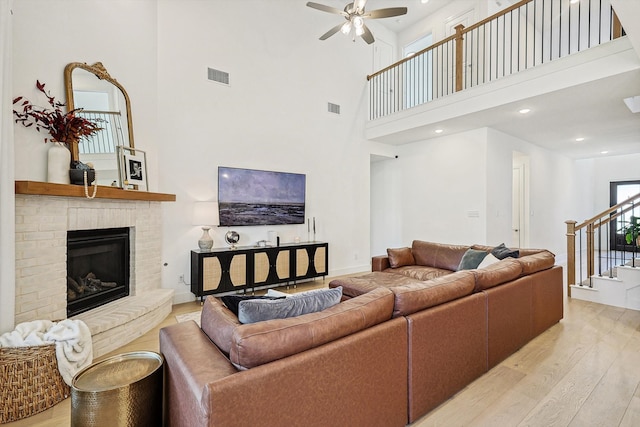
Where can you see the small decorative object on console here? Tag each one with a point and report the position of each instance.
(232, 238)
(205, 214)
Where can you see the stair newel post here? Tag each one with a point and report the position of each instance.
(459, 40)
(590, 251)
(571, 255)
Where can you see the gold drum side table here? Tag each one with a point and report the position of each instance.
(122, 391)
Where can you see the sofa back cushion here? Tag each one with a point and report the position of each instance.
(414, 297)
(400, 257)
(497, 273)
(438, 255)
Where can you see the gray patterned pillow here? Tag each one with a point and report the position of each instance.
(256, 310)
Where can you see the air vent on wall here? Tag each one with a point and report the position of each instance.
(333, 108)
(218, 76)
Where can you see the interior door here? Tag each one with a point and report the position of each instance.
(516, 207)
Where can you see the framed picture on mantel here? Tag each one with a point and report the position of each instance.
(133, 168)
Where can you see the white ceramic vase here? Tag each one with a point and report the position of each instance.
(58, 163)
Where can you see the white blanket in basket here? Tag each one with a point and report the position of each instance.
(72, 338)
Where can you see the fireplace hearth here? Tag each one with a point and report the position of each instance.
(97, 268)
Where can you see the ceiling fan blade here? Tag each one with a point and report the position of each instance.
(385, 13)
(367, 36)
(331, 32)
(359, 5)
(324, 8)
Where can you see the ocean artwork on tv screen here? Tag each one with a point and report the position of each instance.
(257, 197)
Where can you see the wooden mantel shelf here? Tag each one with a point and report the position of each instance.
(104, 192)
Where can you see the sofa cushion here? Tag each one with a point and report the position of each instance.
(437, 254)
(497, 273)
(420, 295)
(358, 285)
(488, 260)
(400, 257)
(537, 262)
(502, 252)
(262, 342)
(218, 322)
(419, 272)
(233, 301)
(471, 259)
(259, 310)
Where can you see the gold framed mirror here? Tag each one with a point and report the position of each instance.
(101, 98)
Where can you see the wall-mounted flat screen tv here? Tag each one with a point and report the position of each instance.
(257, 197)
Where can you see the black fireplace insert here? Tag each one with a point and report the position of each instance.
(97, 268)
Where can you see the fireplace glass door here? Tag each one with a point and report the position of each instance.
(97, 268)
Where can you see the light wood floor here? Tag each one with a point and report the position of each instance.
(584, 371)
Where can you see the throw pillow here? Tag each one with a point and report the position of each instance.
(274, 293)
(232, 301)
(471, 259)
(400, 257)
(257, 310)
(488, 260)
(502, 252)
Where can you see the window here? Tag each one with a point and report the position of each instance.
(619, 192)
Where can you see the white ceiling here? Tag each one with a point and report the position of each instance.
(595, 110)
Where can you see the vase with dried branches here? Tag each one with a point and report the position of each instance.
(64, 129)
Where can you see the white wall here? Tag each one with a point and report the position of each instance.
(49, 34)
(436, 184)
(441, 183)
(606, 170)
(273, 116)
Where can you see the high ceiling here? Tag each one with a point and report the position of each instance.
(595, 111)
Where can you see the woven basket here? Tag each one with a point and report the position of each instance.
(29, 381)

---

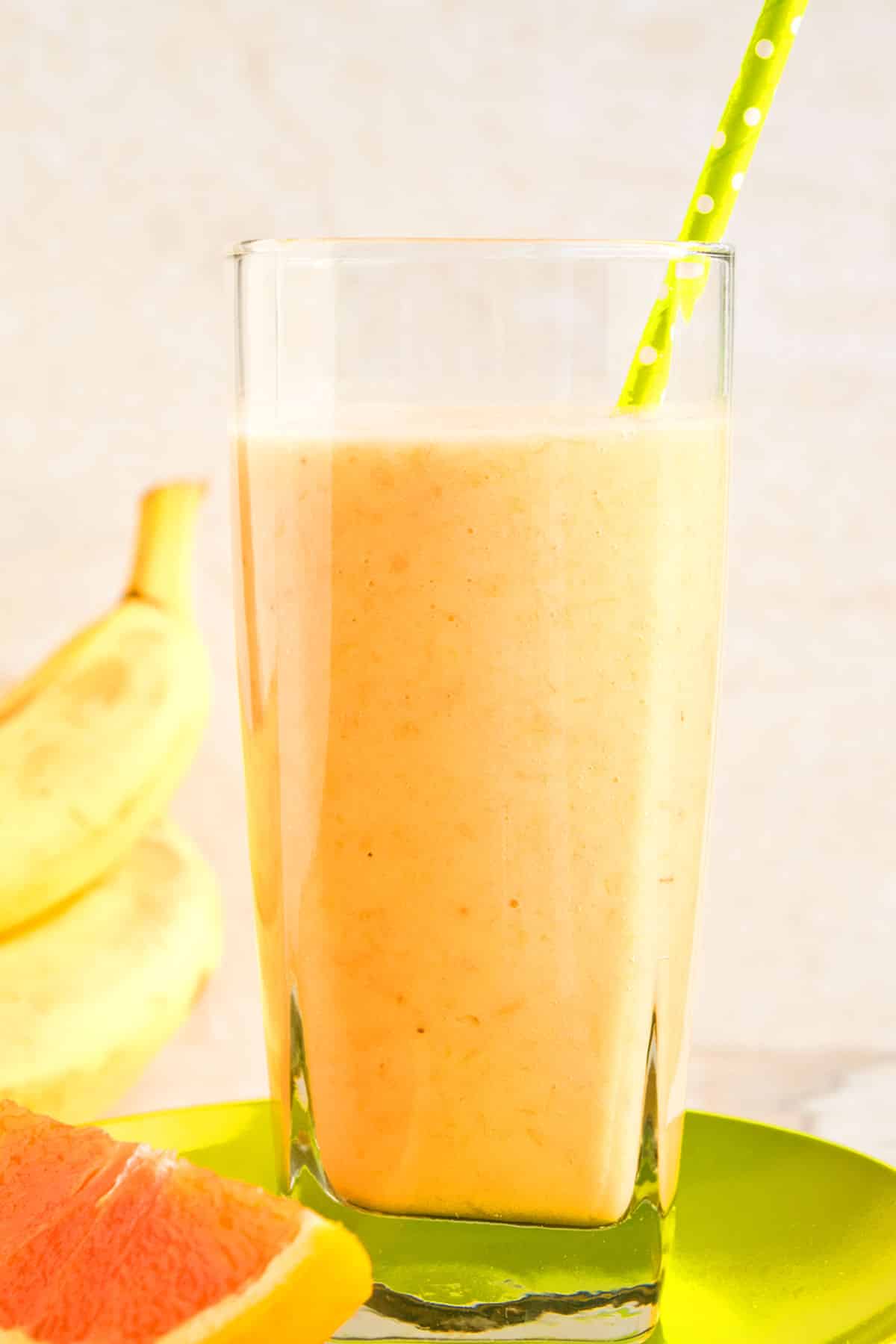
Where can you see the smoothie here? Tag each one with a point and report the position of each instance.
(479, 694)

PROBLEM TO SOLVE: List every line of the data that contains the string "basket". Matching is case-sensitive.

SOLUTION BELOW:
Where can you see the white blanket in basket here? Tag each one with a point and report the position of each instance.
Where can you see the woven basket here? Tag each one with a point and report the position of each instance.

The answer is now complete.